Saturday, June 1, 2013

Books on Film: Terms of Endearment

Terms of Endearment is one of those movies that everyone's seen, or heard about, or wanted to watch. But before Shirley MacLaine and Debra Winger made it an iconic film, it was a pretty popular book...and it was a different story. 

The Book

Larry McMurtry published Terms in 1975. It begins with Aurora Greenway, an attractive and very controlling woman. She has many boyfriends, but her life is thrown into crisis when she discovers that her young daughter Emma is pregnant. Emma married the wrong man, and will now bear his child. This makes Aurora a grandmother, and this is upsetting. After a date with a gentleman caller known as The General, Aurora hits Vernon with her car.


He becomes another boyfriend, and he becomes as besotted with her as the others. She won't marry him, or any of them. The novel follows Aurora's various dates and love affairs, as well as drama with her maid Rosie. Emma goes into labor the same night Rosie's husband is stabbed. This first part of the book takes place over a 6-month time span.

Then, shockingly, the novel fast-forwards a decade...and suddenly switches to a different point of view. Emma is now the focus, and her marriage to Flap has degenerated terribly. She's had many affairs, but won't leave him. Then, Emma gets cancer and suddenly dies.

It's a strange way to end the plot, and a bit meandering. Why did we go see Emma's death? Why does the tone of the story change? One can only guess, but it's worth reading the novel because it is well-written. McMurtry is particularly good with dialogue, and Aurora is an inherently likable character.

But the book is not much like the movie. The movie is based on, perhaps, the first quarter of the book...and it's got Jack Nicholson. 

The Movie

Terms of Endearment became a movie in 1983, and it still appears on cable at least once a year. It's still talked about, and spoofed, and referenced. It's that good.

Viewers are introduced immediately to Aurora Greenway, who seemingly drives her husband to despair because she is so over-protective of their infant daughter, Emma. Many years later Emma is a young, somewhat rebellious and fun-loving girl who will do anything to escape her smothering mother...even marry Flap, whom Aurora despises.

------------------------------------------------------------

Rewrite the stretch of the Terms of Endearment review from "Terms of Endearment became" through "It's that good.", swapping "cable" for "television".

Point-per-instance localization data
------------------------------------------------------------

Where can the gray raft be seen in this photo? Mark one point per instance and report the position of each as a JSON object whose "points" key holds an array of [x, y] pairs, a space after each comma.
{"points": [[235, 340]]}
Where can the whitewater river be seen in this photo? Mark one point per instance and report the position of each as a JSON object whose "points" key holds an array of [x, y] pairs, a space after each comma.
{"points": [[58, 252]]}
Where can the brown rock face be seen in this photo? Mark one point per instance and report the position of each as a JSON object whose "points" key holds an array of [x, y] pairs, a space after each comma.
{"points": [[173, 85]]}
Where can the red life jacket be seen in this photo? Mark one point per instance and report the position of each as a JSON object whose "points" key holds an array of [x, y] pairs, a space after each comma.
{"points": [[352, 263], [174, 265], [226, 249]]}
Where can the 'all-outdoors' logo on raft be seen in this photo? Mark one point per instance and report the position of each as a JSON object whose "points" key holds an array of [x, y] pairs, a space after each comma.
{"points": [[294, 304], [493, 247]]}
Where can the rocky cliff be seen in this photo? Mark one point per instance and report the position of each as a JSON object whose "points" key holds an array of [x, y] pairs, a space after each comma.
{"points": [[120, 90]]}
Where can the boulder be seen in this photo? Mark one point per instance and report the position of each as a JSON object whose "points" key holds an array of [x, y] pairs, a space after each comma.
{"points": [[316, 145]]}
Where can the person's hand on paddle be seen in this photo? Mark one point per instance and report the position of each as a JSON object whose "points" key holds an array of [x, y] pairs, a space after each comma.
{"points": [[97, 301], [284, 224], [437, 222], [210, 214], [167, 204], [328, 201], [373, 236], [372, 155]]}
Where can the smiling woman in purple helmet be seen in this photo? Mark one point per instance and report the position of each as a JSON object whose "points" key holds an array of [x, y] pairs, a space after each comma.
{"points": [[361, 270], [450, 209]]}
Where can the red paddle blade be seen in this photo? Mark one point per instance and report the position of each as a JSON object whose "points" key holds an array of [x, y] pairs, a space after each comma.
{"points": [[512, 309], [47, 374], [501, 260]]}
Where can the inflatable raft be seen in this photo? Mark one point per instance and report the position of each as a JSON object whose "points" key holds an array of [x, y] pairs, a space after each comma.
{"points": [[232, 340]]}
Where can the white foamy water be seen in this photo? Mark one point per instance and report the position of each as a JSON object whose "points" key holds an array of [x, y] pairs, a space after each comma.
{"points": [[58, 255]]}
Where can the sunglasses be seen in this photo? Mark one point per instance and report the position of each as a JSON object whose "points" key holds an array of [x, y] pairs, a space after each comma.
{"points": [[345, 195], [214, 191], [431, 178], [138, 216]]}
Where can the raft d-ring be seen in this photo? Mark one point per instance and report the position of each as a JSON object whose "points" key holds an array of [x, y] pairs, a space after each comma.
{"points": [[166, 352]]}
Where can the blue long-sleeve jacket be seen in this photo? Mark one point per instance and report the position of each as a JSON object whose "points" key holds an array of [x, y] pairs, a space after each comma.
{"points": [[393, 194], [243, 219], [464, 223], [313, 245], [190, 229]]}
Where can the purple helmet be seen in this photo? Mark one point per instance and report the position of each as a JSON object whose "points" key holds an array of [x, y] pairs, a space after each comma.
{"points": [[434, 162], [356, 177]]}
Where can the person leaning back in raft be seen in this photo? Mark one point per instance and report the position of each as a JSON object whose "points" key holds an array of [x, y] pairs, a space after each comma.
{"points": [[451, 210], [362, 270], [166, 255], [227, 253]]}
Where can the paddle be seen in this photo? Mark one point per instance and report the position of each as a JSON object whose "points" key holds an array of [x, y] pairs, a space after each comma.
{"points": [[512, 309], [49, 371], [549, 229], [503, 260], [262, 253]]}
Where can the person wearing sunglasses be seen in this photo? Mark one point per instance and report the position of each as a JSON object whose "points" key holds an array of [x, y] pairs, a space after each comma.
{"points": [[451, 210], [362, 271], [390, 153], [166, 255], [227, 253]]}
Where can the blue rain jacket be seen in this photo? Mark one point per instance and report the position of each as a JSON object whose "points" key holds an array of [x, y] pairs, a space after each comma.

------------------------------------------------------------

> **Task output**
Terms of Endearment became a movie in 1983, and it still appears on television at least once a year. It's still talked about, and spoofed, and referenced. It's that good.